■ To do ■
**a)** In the thread about the C union program, what output does the poster say the code actually produces?
**b)** Carry on the thread about the C union program, starting right after its final sentence.

■ Text ■
为什么这个C程序的输出是这样的？

Question

The ouput of the following code is coming out to be 512 0 2 however it should have been 512 0 0. Can somebody please help !

 #include<stdio.h>
    int main()
    {
        union a
        {
            int i;
            char ch[2];
        };
        union a z = { 512 };
        printf("%d %d %d\n",z.i, z.ch[0], z.ch[1]);
        return 0;
    }

Answer 1

You have build a union of two bytes. Know you assign 512d (0x0200) to the union.
First Byte = 0x00
Second Byte = 0x02

The integer ( int16_t ) i and your array ch[2] use the same memory!

Answer 2

Let's assume for simplicity that int is 2 bytes.In this case the memory for your struct will be 2 bytes.Let's also assume that the union is located on address 0x0000.By the results you are getting i can tell you're using a little endian machine - address 0x0000 -> value 0x0000, address 0x0002 -> value 0x0002.

zi prints 512 correctly.

z.ch[0] getting the value from address 0x0000 which is 0

z.ch[1] getting the value from address 0x0002 which is 2

Big Endian Byte Order: The most significant byte (the "big end") of the data is placed at the byte with the lowest address. The rest of the data is placed in order in the next three bytes in memory.

■ Information given ■
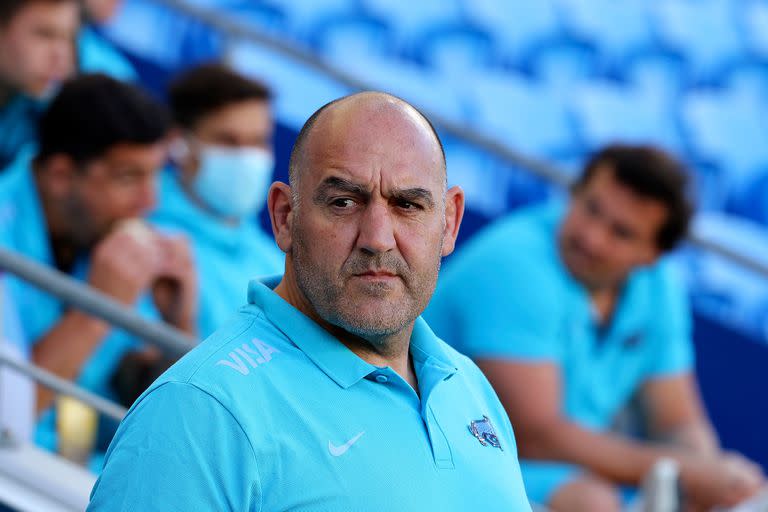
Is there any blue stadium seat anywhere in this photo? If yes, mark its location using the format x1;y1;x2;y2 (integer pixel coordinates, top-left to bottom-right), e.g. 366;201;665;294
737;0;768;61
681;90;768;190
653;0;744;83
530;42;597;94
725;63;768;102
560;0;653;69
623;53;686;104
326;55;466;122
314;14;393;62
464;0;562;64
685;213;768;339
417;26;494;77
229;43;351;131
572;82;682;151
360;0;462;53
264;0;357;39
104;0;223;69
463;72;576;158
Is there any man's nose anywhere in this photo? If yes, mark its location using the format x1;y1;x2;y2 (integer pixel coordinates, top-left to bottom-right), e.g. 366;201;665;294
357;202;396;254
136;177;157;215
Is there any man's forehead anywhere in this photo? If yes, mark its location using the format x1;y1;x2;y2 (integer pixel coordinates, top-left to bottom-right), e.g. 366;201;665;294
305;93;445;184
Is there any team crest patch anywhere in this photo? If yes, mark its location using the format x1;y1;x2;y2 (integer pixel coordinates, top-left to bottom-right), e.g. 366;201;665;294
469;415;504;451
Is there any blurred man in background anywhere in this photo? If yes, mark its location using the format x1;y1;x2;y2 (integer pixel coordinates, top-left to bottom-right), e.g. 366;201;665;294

...

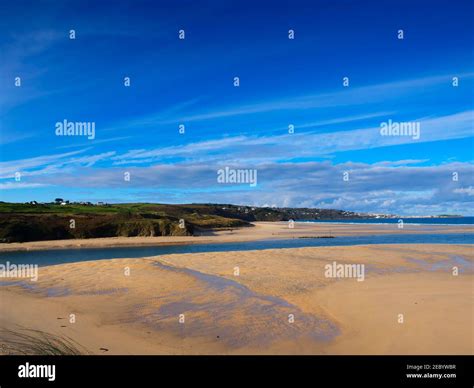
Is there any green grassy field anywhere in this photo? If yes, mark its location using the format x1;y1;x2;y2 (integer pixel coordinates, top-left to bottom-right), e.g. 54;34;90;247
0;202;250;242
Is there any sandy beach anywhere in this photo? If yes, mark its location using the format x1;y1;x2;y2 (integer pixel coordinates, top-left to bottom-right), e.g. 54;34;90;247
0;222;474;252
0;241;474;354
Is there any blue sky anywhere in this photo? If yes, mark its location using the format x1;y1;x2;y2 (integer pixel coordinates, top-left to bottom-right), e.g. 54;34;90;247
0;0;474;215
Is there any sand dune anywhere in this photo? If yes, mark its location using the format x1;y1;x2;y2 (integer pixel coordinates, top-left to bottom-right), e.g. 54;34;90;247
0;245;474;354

--

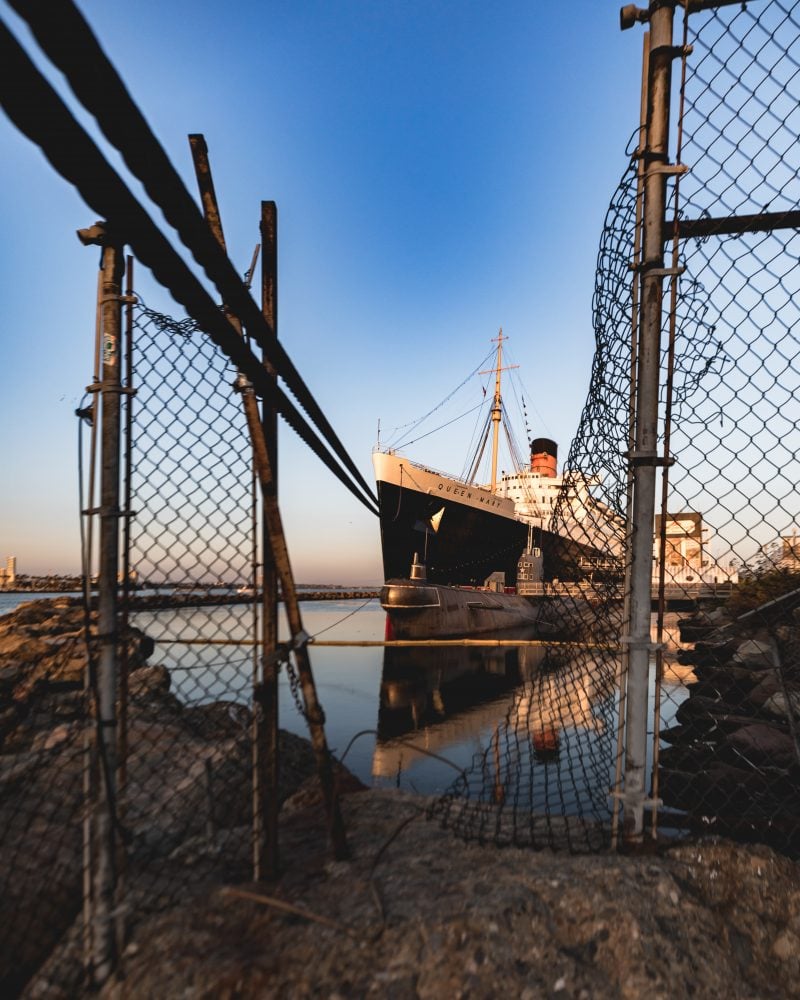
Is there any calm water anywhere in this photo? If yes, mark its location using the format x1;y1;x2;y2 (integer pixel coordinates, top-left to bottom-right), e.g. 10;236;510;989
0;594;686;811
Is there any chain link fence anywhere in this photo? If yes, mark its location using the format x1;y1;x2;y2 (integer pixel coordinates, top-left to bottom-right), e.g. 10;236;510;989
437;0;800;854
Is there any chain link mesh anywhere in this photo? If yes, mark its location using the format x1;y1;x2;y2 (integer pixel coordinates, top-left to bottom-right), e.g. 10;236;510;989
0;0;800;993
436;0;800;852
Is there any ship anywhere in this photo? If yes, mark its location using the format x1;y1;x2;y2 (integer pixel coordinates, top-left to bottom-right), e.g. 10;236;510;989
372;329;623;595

■ Replies ■
**a)** 512 0 2

**b)**
Little Endian Byte Order: The least significant byte (the "little end") of the data is placed at the byte with the lowest address. The rest of the data is placed in order in the next three bytes in memory.

Answer 3

I think you have some confusion with a struct and a union.

A union uses the same memory for all of its members and a struct has a separate memory for each member.

See the following extension of your code (at IDEone ):

#include<stdio.h>
int main()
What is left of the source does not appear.